▶ [Activity] In the text on Isaac and hunting, return the words starting at "Most characters in" and ending at "among the righteous.", copied exactly.

Extracted text Block Start

Swords to Plowshares

Promoting a faith-based love for all creation.

Why in Genesis 27 does Isaac tell his son Esau to go out and hunt for him? Since Isaac is considered a righteous man, does this mean that God approves of hunting?

Isaac said [to his son Esau], “I am now an old man and don’t know the day of my death.3Now then, get your equipment—your quiver and bow—and go out to the open country to hunt some wild game for me. Prepare me the kind of tasty food I like and bring it to me to eat, so that I may give you my blessing before I die.” (Genesis 27:2-4)

Most characters in the bible are complex characters. Even the prophets and heroes and other characters identified within the text as “good” or “righteous” often have flaws or make mistakes. Moses and Aaron failed to give glory to God when striking the rock for water when the Israelites were thirsty (Numbers 20:12). David committed adultery with Bathsheba (2 Samuel 11-12) and also shed much blood (1 Chronicles 28:3). Noah deviated from God’s instructions by building an altar and killing animals on it (Genesis 8:20). Peter was rebuked sharply by Jesus (Matthew 16:23), and all of the disciples lacked faith at one point or another (Luke 8:25, Luke 24:11). For Isaac to make this request to his son Esau definitely does not suggest that God approves of it, even though Isaac is counted among the righteous.

In my estimation, it sounds pretty clear from the language used to describe the request (“the tasty food that I like”) that Isaac was fulfilling the desires of his flesh. One of the takeaway messages from this account would therefore be to take up your cross daily and to always be vigilant, even to the end of life. As Jesus put it, “whoever endures to the end will be saved” (Matthew 24:13). It’s also possible Isaac was testing his son just as his father Abraham was tested by God when asked to sacrifice Isaac (Genesis 22:12). It is not clear since Jacob deceived Isaac before Esau fulfilled the request and so we don’t know from the story whether Isaac would have blessed Esau or not. If we assume it wasn’t a test, it would still only mean that Isaac approves of hunting, not that God approves of it.

Extracted text Block End
Stored data Block Start

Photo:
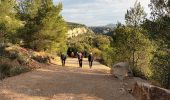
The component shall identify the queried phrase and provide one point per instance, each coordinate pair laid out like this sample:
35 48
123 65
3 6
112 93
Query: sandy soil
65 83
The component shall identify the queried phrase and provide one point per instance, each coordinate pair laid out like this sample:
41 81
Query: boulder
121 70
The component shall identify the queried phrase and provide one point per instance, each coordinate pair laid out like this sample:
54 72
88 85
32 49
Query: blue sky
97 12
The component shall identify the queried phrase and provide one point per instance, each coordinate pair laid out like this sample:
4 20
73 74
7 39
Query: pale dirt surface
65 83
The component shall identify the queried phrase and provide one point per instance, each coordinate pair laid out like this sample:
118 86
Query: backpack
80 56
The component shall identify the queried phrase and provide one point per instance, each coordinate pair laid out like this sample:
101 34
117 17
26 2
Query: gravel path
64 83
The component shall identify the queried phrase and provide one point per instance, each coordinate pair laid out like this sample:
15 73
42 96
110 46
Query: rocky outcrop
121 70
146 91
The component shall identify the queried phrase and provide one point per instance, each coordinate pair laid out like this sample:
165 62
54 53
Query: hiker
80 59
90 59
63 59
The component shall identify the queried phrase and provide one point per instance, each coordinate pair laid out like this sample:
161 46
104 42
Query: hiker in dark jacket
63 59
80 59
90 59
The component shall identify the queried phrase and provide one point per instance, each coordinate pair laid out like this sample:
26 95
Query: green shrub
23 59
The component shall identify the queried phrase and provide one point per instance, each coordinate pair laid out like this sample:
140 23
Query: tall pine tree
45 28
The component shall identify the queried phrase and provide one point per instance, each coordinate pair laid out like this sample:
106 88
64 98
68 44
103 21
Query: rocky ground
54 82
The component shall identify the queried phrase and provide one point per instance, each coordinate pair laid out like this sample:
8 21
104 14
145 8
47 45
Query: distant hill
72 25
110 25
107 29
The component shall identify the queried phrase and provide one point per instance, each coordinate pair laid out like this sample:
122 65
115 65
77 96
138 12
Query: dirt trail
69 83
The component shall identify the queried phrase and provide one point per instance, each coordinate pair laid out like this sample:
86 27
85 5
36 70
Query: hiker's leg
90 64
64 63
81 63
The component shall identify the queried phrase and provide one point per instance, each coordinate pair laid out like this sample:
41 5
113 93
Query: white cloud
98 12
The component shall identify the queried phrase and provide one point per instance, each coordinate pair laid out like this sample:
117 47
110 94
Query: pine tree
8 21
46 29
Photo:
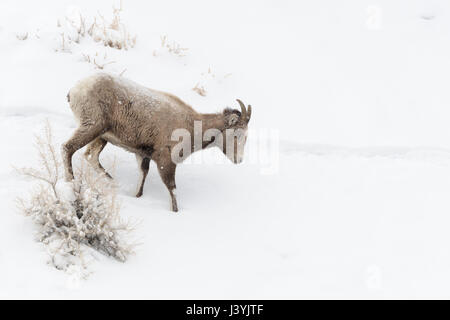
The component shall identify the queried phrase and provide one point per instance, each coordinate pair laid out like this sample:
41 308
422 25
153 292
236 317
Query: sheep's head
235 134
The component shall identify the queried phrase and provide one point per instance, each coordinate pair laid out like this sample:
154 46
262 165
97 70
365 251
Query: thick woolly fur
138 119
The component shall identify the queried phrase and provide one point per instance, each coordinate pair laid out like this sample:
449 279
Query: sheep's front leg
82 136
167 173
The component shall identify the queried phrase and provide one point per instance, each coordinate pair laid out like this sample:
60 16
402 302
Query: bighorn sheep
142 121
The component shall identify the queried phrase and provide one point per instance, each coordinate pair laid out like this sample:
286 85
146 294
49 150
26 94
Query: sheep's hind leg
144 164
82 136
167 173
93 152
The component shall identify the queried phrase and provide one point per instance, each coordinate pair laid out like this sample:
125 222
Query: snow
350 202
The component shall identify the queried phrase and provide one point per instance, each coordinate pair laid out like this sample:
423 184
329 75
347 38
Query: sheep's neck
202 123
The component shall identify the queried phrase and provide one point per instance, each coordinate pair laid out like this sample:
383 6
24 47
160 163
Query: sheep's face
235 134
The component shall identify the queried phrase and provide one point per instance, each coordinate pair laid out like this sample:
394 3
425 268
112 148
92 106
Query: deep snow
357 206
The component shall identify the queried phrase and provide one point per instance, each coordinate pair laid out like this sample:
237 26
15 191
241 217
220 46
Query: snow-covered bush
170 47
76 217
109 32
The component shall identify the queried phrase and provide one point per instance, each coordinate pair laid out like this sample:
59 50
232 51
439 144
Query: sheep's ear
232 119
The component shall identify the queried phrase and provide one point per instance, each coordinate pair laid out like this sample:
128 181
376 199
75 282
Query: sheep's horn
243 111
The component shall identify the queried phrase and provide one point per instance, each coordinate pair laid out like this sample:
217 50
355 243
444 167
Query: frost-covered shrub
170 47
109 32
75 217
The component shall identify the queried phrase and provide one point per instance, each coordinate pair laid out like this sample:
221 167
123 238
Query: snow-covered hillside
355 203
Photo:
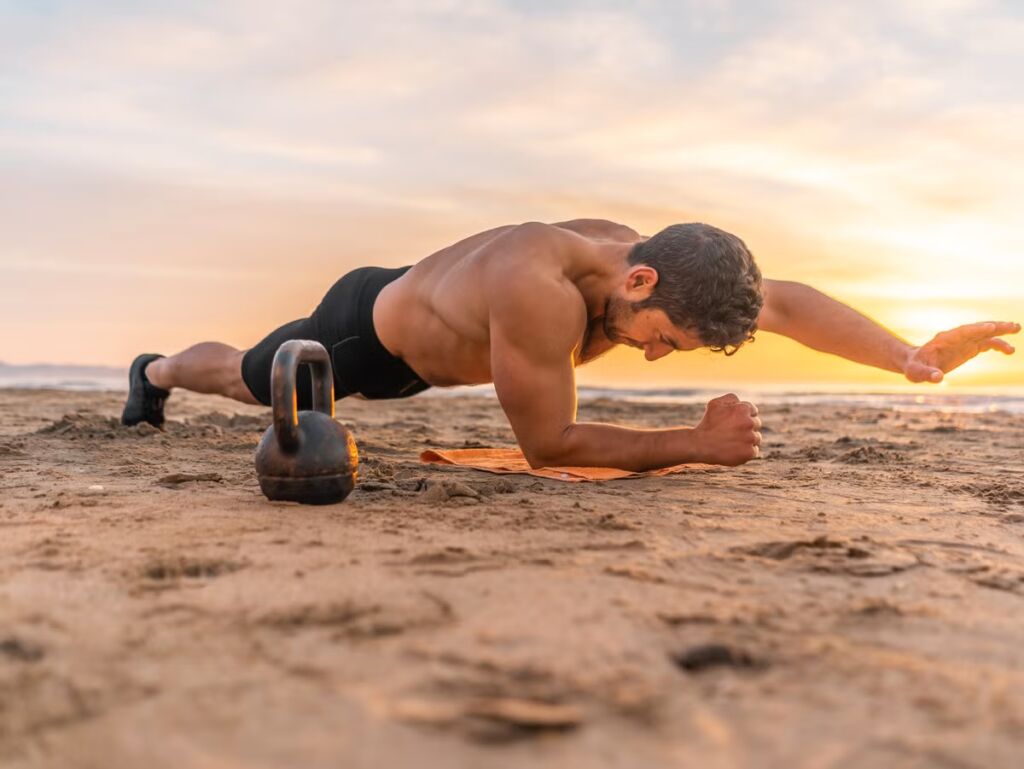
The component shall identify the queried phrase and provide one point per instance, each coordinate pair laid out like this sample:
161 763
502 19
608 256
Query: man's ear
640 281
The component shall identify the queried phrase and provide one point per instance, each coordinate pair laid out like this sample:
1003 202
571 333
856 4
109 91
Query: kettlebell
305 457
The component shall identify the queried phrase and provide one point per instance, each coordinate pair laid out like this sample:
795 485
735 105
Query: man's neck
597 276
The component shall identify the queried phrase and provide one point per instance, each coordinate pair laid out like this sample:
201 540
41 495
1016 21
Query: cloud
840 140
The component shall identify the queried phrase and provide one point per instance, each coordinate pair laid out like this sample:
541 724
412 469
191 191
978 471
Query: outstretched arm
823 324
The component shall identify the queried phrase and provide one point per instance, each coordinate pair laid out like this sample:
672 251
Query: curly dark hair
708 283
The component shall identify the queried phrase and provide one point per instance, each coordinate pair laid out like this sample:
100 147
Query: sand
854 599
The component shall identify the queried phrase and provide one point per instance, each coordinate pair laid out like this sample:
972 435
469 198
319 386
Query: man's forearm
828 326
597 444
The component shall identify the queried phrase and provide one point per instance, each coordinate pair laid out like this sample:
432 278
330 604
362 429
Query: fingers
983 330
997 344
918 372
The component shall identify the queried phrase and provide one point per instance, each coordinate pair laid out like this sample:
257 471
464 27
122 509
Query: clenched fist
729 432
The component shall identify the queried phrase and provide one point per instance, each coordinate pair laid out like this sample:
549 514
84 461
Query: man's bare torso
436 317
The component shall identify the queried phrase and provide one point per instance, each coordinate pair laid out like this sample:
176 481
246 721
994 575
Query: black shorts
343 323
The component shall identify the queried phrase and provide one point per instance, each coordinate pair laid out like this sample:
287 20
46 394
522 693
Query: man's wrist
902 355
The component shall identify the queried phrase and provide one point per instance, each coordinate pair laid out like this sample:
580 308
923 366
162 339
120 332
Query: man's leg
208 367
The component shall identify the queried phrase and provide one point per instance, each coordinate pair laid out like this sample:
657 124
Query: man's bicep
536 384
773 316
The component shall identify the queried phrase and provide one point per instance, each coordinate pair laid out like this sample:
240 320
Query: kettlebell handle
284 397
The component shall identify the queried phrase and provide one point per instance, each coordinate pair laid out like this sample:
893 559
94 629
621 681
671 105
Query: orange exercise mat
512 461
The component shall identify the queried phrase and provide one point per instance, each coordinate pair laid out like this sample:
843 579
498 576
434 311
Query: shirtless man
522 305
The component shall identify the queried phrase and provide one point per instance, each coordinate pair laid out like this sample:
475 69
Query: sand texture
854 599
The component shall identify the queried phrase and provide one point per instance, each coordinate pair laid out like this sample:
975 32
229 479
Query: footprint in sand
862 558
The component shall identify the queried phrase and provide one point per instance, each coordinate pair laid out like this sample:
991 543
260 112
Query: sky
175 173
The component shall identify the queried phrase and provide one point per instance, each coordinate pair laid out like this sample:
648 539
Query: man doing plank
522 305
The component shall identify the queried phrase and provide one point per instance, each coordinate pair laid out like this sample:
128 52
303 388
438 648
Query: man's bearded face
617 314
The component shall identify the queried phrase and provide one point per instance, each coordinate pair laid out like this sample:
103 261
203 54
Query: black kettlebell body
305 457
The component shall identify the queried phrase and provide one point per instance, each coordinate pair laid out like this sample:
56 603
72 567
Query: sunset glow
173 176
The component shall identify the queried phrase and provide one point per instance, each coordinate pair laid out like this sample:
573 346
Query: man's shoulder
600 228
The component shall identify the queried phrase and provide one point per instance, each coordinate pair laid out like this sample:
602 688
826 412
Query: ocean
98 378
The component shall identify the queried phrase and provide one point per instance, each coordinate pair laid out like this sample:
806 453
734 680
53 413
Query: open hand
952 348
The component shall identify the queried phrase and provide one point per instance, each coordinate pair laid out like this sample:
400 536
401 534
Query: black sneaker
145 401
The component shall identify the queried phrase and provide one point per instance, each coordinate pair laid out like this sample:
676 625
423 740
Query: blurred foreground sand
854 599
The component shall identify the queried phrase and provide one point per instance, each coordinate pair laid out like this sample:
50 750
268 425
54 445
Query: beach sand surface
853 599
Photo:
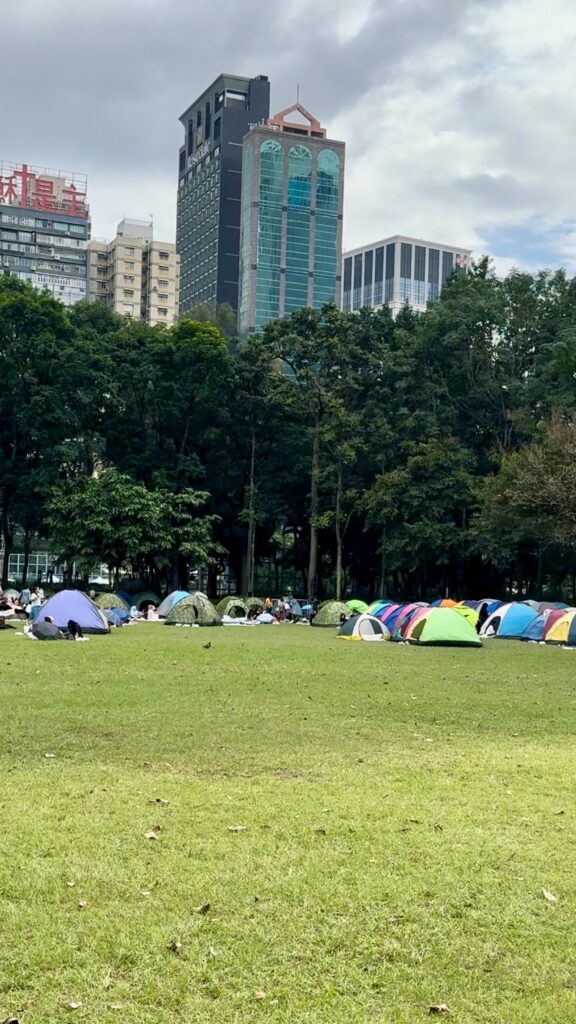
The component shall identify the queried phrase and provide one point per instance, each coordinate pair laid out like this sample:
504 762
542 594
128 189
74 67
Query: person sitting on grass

Stored data Block End

▶ [Result below]
Most characters in the bible are complex characters. Even the prophets and heroes and other characters identified within the text as “good” or “righteous” often have flaws or make mistakes. Moses and Aaron failed to give glory to God when striking the rock for water when the Israelites were thirsty (Numbers 20:12). David committed adultery with Bathsheba (2 Samuel 11-12) and also shed much blood (1 Chronicles 28:3). Noah deviated from God’s instructions by building an altar and killing animals on it (Genesis 8:20). Peter was rebuked sharply by Jesus (Matthew 16:23), and all of the disciples lacked faith at one point or another (Luke 8:25, Luke 24:11). For Isaac to make this request to his son Esau definitely does not suggest that God approves of it, even though Isaac is counted among the righteous.